Each record below should appear again exactly as written.
★ ★ ★ ★ ★
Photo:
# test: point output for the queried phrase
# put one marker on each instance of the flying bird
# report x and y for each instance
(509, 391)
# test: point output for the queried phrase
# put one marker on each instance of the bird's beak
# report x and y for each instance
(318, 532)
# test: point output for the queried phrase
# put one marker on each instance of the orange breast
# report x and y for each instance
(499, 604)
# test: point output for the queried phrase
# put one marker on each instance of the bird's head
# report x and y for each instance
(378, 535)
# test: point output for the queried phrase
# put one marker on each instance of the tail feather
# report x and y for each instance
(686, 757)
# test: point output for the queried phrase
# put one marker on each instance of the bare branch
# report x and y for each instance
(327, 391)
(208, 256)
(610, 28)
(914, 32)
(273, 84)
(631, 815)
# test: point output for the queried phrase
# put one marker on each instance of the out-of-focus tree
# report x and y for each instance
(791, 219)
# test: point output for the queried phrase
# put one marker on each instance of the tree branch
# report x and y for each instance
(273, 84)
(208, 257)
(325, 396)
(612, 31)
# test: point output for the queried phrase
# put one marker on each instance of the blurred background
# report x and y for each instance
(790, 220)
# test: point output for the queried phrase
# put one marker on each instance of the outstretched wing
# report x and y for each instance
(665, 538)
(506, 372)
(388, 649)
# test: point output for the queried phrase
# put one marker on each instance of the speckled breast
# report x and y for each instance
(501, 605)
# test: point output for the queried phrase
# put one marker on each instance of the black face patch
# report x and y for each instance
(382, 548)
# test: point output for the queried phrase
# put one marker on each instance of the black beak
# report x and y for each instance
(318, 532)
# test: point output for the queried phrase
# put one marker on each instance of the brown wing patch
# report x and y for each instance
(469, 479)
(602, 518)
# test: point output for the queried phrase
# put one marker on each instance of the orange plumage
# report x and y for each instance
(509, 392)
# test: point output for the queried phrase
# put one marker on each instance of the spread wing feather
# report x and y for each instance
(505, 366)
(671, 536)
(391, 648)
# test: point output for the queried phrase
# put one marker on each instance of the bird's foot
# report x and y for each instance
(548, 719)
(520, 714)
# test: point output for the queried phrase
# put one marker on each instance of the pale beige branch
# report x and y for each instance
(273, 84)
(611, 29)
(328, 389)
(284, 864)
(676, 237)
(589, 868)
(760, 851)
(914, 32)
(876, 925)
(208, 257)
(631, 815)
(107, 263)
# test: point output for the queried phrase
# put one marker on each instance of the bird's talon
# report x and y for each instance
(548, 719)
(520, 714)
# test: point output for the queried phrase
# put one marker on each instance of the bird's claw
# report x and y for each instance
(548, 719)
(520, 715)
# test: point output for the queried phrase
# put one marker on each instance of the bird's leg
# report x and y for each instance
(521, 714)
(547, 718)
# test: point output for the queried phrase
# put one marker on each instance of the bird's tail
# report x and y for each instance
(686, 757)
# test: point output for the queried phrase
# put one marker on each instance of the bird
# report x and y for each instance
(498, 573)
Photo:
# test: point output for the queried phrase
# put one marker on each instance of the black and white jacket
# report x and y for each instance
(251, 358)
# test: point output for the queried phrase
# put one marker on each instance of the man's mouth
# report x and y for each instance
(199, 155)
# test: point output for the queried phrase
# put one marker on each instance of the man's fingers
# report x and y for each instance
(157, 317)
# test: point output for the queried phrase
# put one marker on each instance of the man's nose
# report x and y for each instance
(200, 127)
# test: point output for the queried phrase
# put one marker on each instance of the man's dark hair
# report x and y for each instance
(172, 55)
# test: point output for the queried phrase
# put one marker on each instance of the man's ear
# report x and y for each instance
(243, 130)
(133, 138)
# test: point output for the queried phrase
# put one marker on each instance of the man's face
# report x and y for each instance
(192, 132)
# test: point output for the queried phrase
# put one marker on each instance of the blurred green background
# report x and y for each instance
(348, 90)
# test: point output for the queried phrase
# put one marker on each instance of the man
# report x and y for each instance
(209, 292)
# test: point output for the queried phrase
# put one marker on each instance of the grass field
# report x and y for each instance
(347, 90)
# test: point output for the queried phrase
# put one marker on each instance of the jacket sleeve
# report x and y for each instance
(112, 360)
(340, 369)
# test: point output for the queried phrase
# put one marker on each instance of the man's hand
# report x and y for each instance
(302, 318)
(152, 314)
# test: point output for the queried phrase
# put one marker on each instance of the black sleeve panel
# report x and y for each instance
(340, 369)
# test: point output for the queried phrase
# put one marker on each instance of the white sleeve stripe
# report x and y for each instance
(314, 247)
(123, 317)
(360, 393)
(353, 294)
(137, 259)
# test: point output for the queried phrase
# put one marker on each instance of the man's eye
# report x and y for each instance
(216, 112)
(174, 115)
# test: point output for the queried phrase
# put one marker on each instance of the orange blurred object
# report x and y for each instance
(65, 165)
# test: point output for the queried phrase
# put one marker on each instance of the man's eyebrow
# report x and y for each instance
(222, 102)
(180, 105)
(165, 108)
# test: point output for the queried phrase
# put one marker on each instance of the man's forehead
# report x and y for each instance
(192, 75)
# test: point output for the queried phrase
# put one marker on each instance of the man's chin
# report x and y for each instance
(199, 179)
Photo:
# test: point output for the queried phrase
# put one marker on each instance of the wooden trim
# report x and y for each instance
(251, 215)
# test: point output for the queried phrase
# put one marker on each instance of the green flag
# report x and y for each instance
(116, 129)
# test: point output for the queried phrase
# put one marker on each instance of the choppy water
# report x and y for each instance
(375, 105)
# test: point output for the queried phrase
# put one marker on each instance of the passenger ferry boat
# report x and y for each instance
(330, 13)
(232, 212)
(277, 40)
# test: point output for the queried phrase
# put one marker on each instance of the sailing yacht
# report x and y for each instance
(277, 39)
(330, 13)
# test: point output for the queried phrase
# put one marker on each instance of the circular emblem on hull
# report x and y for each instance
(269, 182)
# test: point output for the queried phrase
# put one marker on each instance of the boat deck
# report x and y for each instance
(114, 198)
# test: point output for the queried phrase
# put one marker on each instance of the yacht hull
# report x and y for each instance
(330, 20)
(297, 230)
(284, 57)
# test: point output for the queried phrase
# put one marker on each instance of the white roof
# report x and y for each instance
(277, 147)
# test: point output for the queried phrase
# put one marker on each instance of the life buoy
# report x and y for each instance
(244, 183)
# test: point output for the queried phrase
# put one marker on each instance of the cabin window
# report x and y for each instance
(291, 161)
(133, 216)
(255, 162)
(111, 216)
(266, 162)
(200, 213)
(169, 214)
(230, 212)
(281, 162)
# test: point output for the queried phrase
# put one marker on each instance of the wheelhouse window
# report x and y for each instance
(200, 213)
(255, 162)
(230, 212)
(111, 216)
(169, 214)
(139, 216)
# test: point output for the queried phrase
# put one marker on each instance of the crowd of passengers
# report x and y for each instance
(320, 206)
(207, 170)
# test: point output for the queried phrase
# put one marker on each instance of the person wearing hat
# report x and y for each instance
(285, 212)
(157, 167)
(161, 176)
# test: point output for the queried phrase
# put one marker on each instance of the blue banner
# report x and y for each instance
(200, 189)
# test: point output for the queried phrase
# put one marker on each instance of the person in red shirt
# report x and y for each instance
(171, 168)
★ ★ ★ ★ ★
• _Result of the task_:
Photo:
# test: point output for the queried phrase
# put one marker on each instance of the flying bird
# report x and y for each instance
(509, 391)
# test: point output for the queried phrase
# put one marker on each instance of the bird's beak
# report x and y for each instance
(318, 532)
# test: point output for the queried phrase
# put one marker on each instance of the orange breast
# report x and y for each instance
(499, 604)
# test: point output for the queried phrase
# put one marker on each instance of the bird's head
# report x and y for each instance
(378, 535)
# test: point output for the queried phrase
# put one marker on each instance of the tail feather
# report x and y for each instance
(686, 757)
# test: point output for the queried phrase
# put one marker on each instance of the bare branch
# report x and y for each instance
(327, 391)
(208, 256)
(610, 28)
(914, 32)
(273, 84)
(631, 815)
# test: point output for the queried phrase
# put one marker on each instance of the out-of-focus tree
# report x and y for each instance
(791, 219)
# test: point output for the queried phrase
# put one marker on each instance of the tree branch
# report x and y for each instance
(273, 84)
(208, 257)
(325, 396)
(612, 31)
# test: point output for the queried phrase
# put one marker on each instance of the blurred background
# report x and y for each instance
(790, 220)
# test: point output for the queried phrase
# put one marker on each instance of the outstretched wing
# report x and y for each instance
(665, 538)
(506, 372)
(388, 649)
# test: point output for the queried phrase
# put one marker on each instance of the speckled breast
# report x and y for each instance
(501, 605)
# test: point output for the queried phrase
# put one marker on each instance of the black face patch
# report x and y for each instance
(382, 548)
# test: point output for the queried phrase
# put one marker on each instance of the black beak
# report x and y for each instance
(318, 532)
# test: point output for the queried phrase
# put one marker on each instance of the brown wing patch
# report x and y for each instance
(469, 479)
(602, 518)
# test: point output for the queried phrase
# put one marker on each instance of the orange plumage
# report x and y for each instance
(509, 392)
# test: point output for the queried phrase
# put one marker on each instance of the spread wing feather
# report x and y for each instance
(505, 366)
(671, 536)
(391, 648)
# test: point output for the queried phrase
# put one marker on each instance of the bird's foot
# report x and y for each instance
(548, 719)
(520, 714)
# test: point output for the queried phrase
# put one marker on each instance of the pale beige branch
# report x and y for each instance
(273, 84)
(611, 29)
(328, 389)
(284, 864)
(676, 237)
(589, 868)
(760, 851)
(914, 32)
(876, 925)
(208, 257)
(631, 815)
(107, 263)
# test: point output for the queried phrase
# put one marker on each instance of the bird's talon
# report x and y for each instance
(548, 719)
(520, 714)
# test: point output for the queried phrase
# put one marker on each instance of the bird's claw
# report x and y for each instance
(548, 719)
(520, 715)
# test: point output for the queried phrase
# put one marker on each instance of the bird's leg
# report x and y for each instance
(521, 714)
(547, 718)
# test: point output for the queried phrase
# put one marker on each instance of the bird's tail
# report x and y for each instance
(686, 757)
# test: point output for the queried phrase
# put one marker on each instance of the bird
# report x and y for each instance
(498, 573)
Photo:
# test: point output for the queried phrase
# put one marker on each instance of the black and white jacket
# report x and y for each instance
(251, 358)
# test: point output for the queried phrase
# put one marker on each instance of the man's mouth
# report x and y for each instance
(199, 155)
# test: point output for the queried phrase
# put one marker on each instance of the man's fingers
# report x and y for each instance
(157, 317)
# test: point output for the queried phrase
# put one marker on each instance of the man's nose
# report x and y for each instance
(200, 127)
# test: point output for the queried phrase
# put one marker on each instance of the man's dark hair
# report x and y for each instance
(172, 55)
# test: point output for the queried phrase
# put one marker on each instance of the man's ear
# report x and y for each instance
(243, 130)
(133, 138)
# test: point output for the queried phrase
# put one marker on each instance of the man's face
# report x and y for each instance
(192, 132)
# test: point output for the queried phrase
# put one marker on each instance of the blurred green background
# report x and y for each instance
(348, 90)
# test: point output for the queried phrase
# put one marker on each instance of the man
# report x and y for each instance
(209, 292)
# test: point output for the queried phrase
# put one marker on each instance of the grass field
# report x and y for each instance
(347, 90)
# test: point output for the queried phrase
# put one marker on each instance of the jacket sleeve
# report x and y for each instance
(112, 360)
(340, 369)
# test: point output for the queried phrase
# put one marker on each instance of the man's hand
# report x and y for each instance
(302, 318)
(152, 314)
# test: point output for the queried phrase
# put one marker on each instance of the black sleeve panel
# report x and y for each instance
(340, 369)
# test: point output for the queried phrase
# put one marker on each instance of the white sleeve stripe
# report x and y for each instance
(314, 247)
(123, 317)
(360, 393)
(353, 294)
(137, 259)
# test: point output for the queried phrase
# put one marker on each instance of the man's eye
# report x and y for each instance
(216, 112)
(174, 115)
# test: point output for the queried phrase
# put one marker on each instance of the orange blurred object
# report x and y for each instance
(65, 165)
# test: point output for the queried phrase
# put one marker on each instance of the man's eyebrow
# report x and y for each instance
(222, 102)
(180, 105)
(165, 108)
# test: point output for the queried phrase
# put one marker on each instance of the man's forehead
# report x and y for each instance
(192, 75)
# test: point output for the queried phrase
# put one marker on each instance of the man's chin
# report x and y for each instance
(199, 179)
Photo:
# test: point output for the queried phrase
# put one marker on each instance of the wooden trim
# report x and y for each instance
(251, 215)
# test: point output for the queried phrase
# put one marker on each instance of the green flag
# report x and y for each instance
(116, 129)
# test: point output for the queried phrase
# put one marker on each instance of the choppy water
# report x and y for each instance
(375, 105)
# test: point output for the queried phrase
# put one marker on each instance of the passenger ferry boat
# report x and y for each instance
(330, 13)
(232, 212)
(277, 40)
# test: point output for the queried phrase
# put one marker on each instance of the sailing yacht
# report x and y for each instance
(277, 39)
(330, 13)
# test: point output for the queried phrase
# put one marker on each instance of the circular emblem on hull
# report x and y for each instance
(269, 182)
# test: point output for the queried phrase
# put one marker on each instance of the boat deck
# report x and y for each instance
(114, 198)
# test: point output for the queried phrase
# put one marker on each instance of the yacht hull
# report x and y for each instance
(330, 20)
(297, 230)
(284, 57)
# test: point output for the queried phrase
# put one marker on each instance of the white roof
# report x and y for each instance
(277, 147)
# test: point output for the queried phrase
# put one marker on each instance of the life buoy
# report x and y for each instance
(244, 183)
# test: point output for the queried phrase
# put one marker on each instance of the cabin window
# report x and y for each instance
(291, 161)
(133, 216)
(255, 162)
(111, 216)
(266, 162)
(200, 213)
(169, 214)
(230, 212)
(281, 162)
# test: point output for the queried phrase
# put one marker on each instance of the wheelhouse window
# report x and y for each instance
(200, 213)
(255, 162)
(230, 212)
(111, 216)
(169, 214)
(139, 216)
# test: point output for the queried phrase
# put one marker on each instance of the crowd of passengers
# report x and y for each instance
(320, 206)
(207, 170)
# test: point output for the queried phrase
# put one marker on each instance of the person wearing hat
# report x and y for each instance
(285, 212)
(157, 167)
(161, 176)
# test: point output for the queried phrase
# put one marker on each instance of the blue banner
# report x and y for each instance
(200, 189)
# test: point output for the queried phrase
# put one marker on each instance of the person in red shirt
# report x and y for each instance
(171, 168)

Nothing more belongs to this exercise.